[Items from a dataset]
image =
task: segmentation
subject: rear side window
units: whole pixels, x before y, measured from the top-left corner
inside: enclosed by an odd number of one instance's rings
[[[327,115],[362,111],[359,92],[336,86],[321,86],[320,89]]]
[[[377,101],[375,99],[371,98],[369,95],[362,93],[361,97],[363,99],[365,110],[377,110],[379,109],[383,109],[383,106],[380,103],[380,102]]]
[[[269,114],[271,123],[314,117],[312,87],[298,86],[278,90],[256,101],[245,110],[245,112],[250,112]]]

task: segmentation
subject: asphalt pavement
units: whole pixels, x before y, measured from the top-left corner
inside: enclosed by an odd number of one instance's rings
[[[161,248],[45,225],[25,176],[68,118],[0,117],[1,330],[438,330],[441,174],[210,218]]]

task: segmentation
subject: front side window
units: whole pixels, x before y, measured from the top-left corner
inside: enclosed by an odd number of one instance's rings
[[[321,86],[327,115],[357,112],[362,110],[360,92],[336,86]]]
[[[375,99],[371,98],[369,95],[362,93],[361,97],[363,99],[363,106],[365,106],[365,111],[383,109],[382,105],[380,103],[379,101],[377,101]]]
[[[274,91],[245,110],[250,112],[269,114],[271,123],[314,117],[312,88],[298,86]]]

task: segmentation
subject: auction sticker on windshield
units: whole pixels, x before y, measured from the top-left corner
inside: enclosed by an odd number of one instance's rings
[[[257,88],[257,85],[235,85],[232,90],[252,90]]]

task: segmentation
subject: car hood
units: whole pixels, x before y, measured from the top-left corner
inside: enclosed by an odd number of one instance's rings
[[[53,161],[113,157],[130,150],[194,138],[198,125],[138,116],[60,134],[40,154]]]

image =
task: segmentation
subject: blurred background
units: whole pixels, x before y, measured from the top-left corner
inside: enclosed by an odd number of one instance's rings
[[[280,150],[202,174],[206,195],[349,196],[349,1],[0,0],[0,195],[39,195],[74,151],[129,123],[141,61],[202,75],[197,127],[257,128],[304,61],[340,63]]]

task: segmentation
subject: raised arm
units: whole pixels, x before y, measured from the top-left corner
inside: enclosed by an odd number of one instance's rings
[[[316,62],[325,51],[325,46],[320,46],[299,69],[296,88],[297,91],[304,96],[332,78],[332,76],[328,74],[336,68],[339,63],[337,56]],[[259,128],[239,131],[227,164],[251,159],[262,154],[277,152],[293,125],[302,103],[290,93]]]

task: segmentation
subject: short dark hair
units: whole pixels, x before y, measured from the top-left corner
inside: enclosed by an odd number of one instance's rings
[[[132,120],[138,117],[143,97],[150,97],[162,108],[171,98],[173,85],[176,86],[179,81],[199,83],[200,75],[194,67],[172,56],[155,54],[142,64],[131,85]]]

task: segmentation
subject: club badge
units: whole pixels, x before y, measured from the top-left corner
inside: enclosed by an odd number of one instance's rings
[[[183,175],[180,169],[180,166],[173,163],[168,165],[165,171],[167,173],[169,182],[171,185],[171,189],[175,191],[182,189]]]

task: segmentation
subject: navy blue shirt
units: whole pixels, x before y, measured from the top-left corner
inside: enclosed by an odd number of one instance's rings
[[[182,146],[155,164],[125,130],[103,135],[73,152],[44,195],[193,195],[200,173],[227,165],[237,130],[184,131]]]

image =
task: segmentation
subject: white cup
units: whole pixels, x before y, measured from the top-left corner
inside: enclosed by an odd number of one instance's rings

§ **Your task**: Reproduce the material verbatim, line by line.

§ **Full solution**:
image =
task: segmentation
subject: rear side window
units: whole pixels, x before y, measured from the top-left corner
inside: enclosed by an odd number of one instance's rings
[[[327,115],[362,111],[359,92],[336,86],[321,86],[320,89]]]
[[[377,101],[375,99],[371,98],[369,95],[362,93],[361,97],[363,99],[365,110],[377,110],[379,109],[383,109],[383,106],[380,103],[380,102]]]
[[[269,114],[271,123],[314,117],[312,87],[298,86],[278,90],[256,101],[245,110],[245,112],[250,112]]]

task: segmentation
subject: asphalt pavement
units: whole pixels, x before y, measured from the top-left corner
inside: enclosed by an odd number of one instance's rings
[[[161,248],[45,225],[25,176],[68,118],[0,117],[1,330],[438,330],[441,174],[210,218]]]

task: segmentation
subject: front side window
units: whole pixels, x before y, measured from the top-left corner
inside: enclosed by an odd number of one instance's rings
[[[321,86],[327,115],[357,112],[362,110],[360,92],[336,86]]]
[[[375,99],[371,98],[369,95],[362,93],[361,97],[363,99],[363,106],[365,106],[365,111],[383,109],[382,105],[380,103],[379,101],[377,101]]]
[[[274,91],[245,110],[250,112],[269,114],[271,123],[314,117],[312,88],[298,86]]]

task: segmentation
subject: auction sticker on windshield
units: whole pixels, x before y, measured from the top-left corner
inside: enclosed by an odd number of one instance's rings
[[[257,88],[257,85],[235,85],[232,90],[252,90]]]

task: segmentation
subject: car hood
units: whole pixels, x before y, measured from the top-left corner
inside: enclosed by an odd number of one instance's rings
[[[53,161],[113,157],[130,150],[194,138],[198,125],[138,116],[60,134],[40,154]]]

image =
task: segmentation
subject: blurred background
units: whole pixels, x before y, measured from the top-left corner
inside: enclosed by an odd number of one instance's rings
[[[280,150],[202,174],[206,195],[349,196],[349,1],[0,0],[0,195],[39,195],[74,151],[129,123],[141,61],[202,75],[197,127],[257,128],[304,61],[340,63]]]

task: segmentation
subject: raised arm
units: whole pixels, x before y, measured from the top-left corner
inside: enclosed by an odd number of one instance's rings
[[[316,62],[325,51],[325,46],[320,46],[299,69],[296,88],[297,91],[304,96],[332,78],[332,76],[328,74],[336,68],[339,63],[337,56]],[[259,128],[239,131],[227,164],[251,159],[262,154],[277,152],[293,125],[302,103],[290,93]]]

task: segmentation
subject: short dark hair
units: whole pixels, x before y, measured from the top-left corner
inside: enclosed by an odd number of one instance's rings
[[[132,120],[138,117],[143,97],[150,97],[162,108],[171,98],[173,85],[176,86],[179,81],[199,83],[200,75],[194,67],[172,56],[155,54],[142,64],[131,85]]]

task: segmentation
subject: club badge
units: whole pixels, x before y, measured from the top-left corner
inside: enclosed by an odd number of one instance's rings
[[[183,175],[180,169],[180,166],[173,163],[168,165],[165,171],[167,173],[169,182],[171,185],[171,189],[175,191],[182,189]]]

task: segmentation
subject: navy blue shirt
units: whole pixels, x before y, measured from the top-left corner
inside: enclosed by an odd number of one instance's rings
[[[182,146],[155,164],[125,130],[103,135],[73,152],[44,195],[193,195],[200,173],[227,165],[237,130],[184,131]]]

image =
task: segmentation
subject: white cup
units: whole pixels, x before y, measured from the top-left corner
inside: enclosed by an odd number of one instance's rings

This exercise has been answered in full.